» **Assigned task**:
Below are entries; copy exactly the lines from the one with "Target: gold ribbon bow" through the one with "Target: crop field", both included, and leave out the rest.

» **Data**:
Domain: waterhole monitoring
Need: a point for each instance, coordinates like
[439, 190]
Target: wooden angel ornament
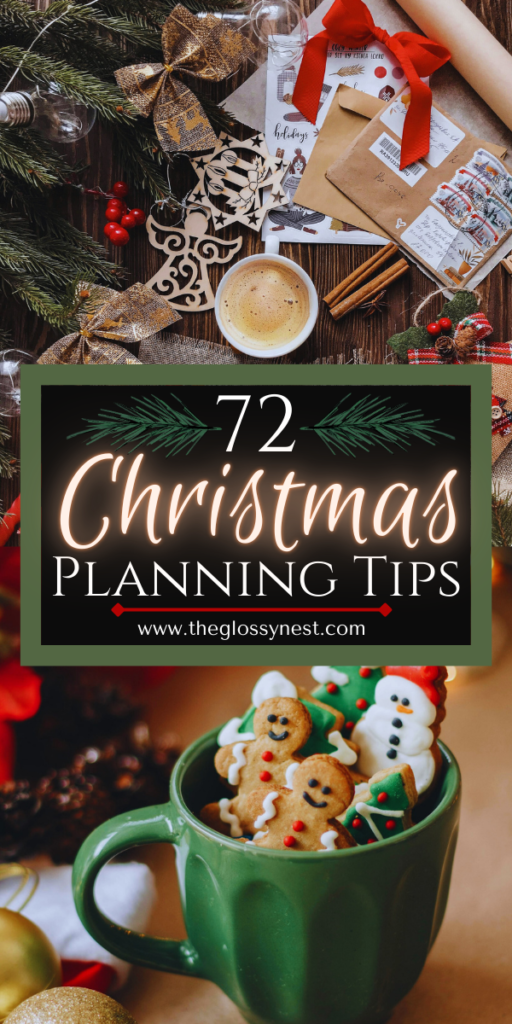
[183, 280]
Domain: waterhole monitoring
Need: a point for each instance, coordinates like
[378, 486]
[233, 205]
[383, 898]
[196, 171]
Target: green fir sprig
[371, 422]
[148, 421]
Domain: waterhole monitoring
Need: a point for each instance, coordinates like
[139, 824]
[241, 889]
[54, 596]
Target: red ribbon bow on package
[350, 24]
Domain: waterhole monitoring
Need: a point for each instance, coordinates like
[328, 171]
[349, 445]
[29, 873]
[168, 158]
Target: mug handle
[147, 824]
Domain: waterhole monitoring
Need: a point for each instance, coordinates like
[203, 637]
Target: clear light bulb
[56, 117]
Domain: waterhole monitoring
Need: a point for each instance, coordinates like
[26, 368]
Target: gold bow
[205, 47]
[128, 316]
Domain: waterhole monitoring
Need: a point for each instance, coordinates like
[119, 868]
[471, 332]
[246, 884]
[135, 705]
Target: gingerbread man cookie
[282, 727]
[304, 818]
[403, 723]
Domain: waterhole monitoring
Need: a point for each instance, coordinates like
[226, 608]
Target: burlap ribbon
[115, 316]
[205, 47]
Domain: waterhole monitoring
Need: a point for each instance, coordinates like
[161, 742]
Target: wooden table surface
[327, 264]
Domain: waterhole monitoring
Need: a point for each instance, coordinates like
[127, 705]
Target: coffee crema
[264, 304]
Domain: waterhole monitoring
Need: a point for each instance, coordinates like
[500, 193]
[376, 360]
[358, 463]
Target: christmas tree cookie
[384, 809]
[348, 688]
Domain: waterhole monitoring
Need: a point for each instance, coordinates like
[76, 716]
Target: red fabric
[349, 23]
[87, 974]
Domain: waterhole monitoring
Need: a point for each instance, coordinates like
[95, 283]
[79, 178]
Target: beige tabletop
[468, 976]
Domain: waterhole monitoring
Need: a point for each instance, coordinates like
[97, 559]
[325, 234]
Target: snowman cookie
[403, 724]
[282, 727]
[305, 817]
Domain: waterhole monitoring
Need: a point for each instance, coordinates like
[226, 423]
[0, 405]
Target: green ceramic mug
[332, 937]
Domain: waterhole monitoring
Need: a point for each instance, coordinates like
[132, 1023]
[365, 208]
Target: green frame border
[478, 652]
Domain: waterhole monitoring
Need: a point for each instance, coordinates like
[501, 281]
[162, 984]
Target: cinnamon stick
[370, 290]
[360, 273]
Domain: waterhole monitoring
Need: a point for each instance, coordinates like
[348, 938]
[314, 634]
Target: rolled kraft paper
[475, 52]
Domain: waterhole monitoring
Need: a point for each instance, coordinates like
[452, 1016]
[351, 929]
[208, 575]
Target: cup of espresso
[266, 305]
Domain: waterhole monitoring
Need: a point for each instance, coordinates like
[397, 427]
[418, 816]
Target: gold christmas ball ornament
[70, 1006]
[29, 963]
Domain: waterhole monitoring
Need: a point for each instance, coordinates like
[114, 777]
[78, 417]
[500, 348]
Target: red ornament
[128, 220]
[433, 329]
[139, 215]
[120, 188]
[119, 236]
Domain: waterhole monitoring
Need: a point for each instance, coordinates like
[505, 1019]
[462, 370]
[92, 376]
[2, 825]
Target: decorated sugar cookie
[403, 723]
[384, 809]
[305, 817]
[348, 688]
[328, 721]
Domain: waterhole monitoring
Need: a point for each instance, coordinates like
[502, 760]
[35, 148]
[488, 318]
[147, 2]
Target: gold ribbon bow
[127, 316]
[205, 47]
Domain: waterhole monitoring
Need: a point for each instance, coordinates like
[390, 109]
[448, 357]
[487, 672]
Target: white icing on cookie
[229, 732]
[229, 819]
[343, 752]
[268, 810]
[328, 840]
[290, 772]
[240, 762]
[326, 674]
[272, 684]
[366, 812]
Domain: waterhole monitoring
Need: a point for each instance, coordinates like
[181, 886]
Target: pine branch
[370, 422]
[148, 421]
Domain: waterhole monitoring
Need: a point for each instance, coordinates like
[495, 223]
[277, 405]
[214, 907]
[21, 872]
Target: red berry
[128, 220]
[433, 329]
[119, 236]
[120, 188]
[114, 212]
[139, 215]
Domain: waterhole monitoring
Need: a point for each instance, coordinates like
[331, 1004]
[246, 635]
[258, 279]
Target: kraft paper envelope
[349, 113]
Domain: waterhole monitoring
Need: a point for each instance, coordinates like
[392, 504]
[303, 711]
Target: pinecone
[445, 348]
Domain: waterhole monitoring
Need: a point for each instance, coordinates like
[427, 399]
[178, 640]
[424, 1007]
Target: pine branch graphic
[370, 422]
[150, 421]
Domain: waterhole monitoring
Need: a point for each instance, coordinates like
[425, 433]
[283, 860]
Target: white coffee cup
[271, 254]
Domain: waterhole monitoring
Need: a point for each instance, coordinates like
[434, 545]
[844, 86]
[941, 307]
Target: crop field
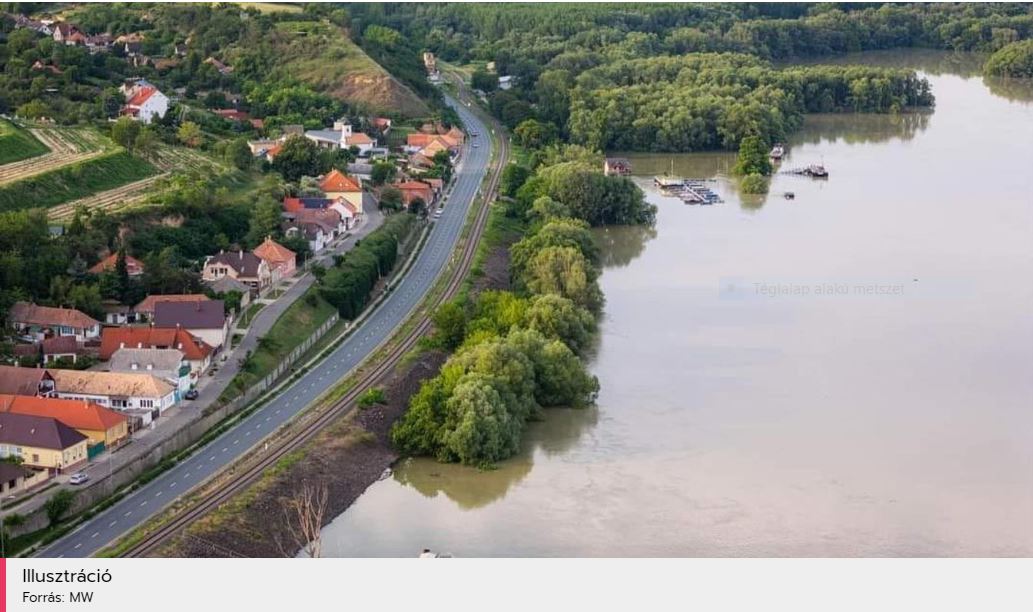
* * *
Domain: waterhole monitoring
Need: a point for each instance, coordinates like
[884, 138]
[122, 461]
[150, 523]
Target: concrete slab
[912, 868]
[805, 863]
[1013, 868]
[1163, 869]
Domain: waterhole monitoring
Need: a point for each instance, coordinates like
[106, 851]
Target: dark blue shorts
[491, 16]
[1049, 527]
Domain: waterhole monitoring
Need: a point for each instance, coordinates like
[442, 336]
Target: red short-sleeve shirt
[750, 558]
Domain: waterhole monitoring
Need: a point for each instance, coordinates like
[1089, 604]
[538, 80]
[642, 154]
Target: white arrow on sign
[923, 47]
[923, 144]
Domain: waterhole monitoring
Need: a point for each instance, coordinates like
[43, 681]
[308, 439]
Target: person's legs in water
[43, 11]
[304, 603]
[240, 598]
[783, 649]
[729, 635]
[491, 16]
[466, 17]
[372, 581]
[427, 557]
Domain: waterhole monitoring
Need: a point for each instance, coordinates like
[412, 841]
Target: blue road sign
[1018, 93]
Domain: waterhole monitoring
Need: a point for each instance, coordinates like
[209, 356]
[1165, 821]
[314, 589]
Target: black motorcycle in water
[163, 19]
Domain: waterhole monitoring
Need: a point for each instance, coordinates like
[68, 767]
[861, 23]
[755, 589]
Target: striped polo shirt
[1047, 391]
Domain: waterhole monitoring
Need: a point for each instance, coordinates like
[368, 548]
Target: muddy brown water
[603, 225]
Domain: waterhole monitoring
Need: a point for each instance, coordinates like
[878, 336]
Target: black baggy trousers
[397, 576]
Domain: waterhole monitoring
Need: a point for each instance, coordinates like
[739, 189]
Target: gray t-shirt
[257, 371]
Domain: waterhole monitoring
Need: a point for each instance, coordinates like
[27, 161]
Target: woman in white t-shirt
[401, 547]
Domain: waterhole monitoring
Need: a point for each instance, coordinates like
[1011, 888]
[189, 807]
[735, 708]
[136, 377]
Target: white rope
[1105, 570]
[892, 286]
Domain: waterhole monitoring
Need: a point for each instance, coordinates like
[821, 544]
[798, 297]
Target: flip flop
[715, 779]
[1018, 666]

» **Result below**:
Target: gold ribbon bow
[127, 316]
[205, 47]
Domain: waterhole monitoring
Need: a point for each instance, coordinates like
[390, 109]
[448, 357]
[487, 672]
Target: white icing on cookie
[229, 732]
[229, 819]
[343, 752]
[268, 810]
[328, 840]
[290, 772]
[240, 762]
[326, 674]
[272, 684]
[366, 812]
Domain: waterhole monitoring
Need: a point for each instance, coordinates like
[181, 886]
Target: pine branch
[370, 422]
[148, 421]
Domain: waterhole monitoring
Need: a point for each instance, coordinates like
[495, 223]
[277, 405]
[214, 907]
[21, 872]
Target: red berry
[128, 220]
[433, 329]
[119, 236]
[120, 188]
[114, 212]
[139, 215]
Domain: waterhole monitoring
Need: a point for each instance, coordinates like
[331, 1004]
[246, 635]
[258, 279]
Target: kraft paper envelope
[349, 113]
Domain: waterhole monitoring
Need: a point for each instance, coordinates like
[392, 504]
[303, 711]
Target: pinecone
[445, 348]
Domain: waterhole monitoring
Need: a point for each instance, coordinates like
[427, 399]
[178, 640]
[424, 1007]
Target: pine branch graphic
[370, 422]
[150, 421]
Domain: waterhole monitoring
Need: a point for each instance, coordinates like
[425, 433]
[283, 860]
Target: white coffee cup
[271, 254]
Domain: waterhole monitoring
Need: a point for each instance, coordinates like
[434, 545]
[844, 86]
[941, 307]
Target: crop field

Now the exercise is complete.